--- EXERCISE BRIEF ---
Do these statements agree with the cycling passage? 1. Each team member has a specific task to carry out, whatever the course. 2. Form is one of several weapons a rider can choose. 3. Each race begins in its own different way. Answer yes or no for each, quoting the deciding words.

--- PAGE TEXT ---
___

All is not lost. The summer comes. I race, finally, and glory
shall be ours - mine and my team. Racing is for the few who dare to display their
talents in front of, and, infinitely more daunting, along with, others. As most
riders I too have the superstitious pre-race rituals, no two are the same, all
efforts focused on bringing the demon out to play. These are the days when the
demon can kill you or make you. As I come together with my team, the camaraderie
settles over the tight clan, nerves are set aside for the common goal, VICTORY.
All teams are different, riders’ commitments different, selfish sorts and the
selfless, those who know when the time is right for the demon to take control
and in which way. Regardless of the course: a 90 minute critirium, a 10 lap
circuit, an 80 mile road race, hill climb or 4 day stage race, every member
holds a specific task to be executed. The goal, of course, to bring gifts from
Nike the Goddess of victory.
Form is essential; it is the only weapon of choice. Each rider desires the
particular battlefield or task that favors his strengths and exposes his
opposition’s weaknesses. Lining up for the battle tensions are high, nerves run
wild just as thoroughbreds at the gates. One last look around as I sit waiting
impatiently for the start to see where my teammates are and a quick glance over
my mount before the pack fights with one another for early positions in the
first few hundred meters of the course. Every race starts the same, a few
attacks early and the mob settles down to a rhythm: fast into the corners then
accelerating out of them, weeding out the weak as they fall off the back for no
more than a moment or to not to be seen again until the end, everyone fighting
to stay with the front, weakening through each corner. There is no shelter in
the back from the demon as he rears his head to take those away who cannot
contain the beast this day.

___

--- SOURCE INFORMATION ---
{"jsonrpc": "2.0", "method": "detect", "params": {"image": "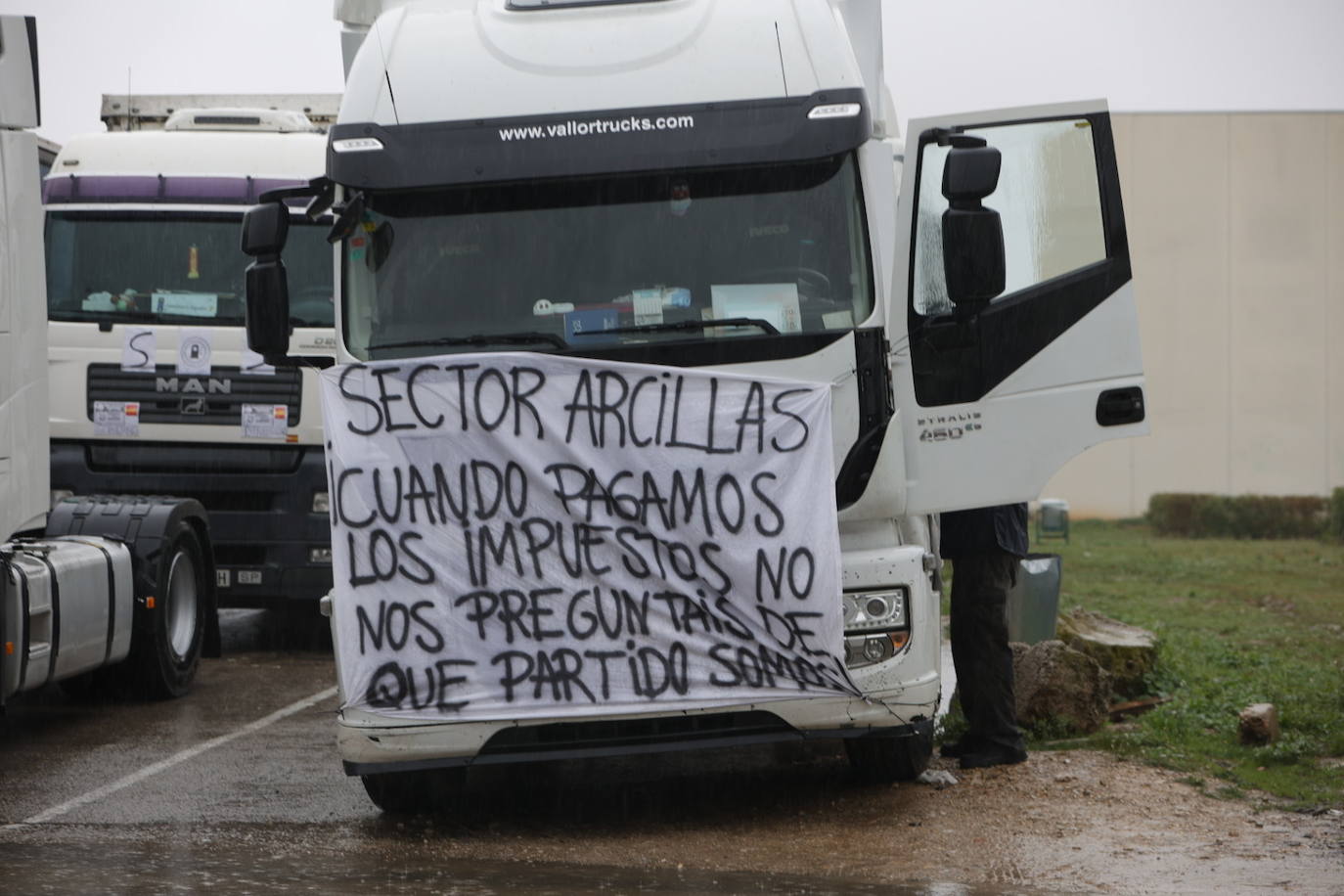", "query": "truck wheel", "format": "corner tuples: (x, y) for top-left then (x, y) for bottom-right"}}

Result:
(360, 766), (467, 816)
(844, 728), (933, 784)
(128, 522), (209, 698)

___

--- ANSWER BOX ---
1. Yes: "every member holds a specific task to be executed."
2. No: "it is the only weapon of choice."
3. No: "Every race starts the same"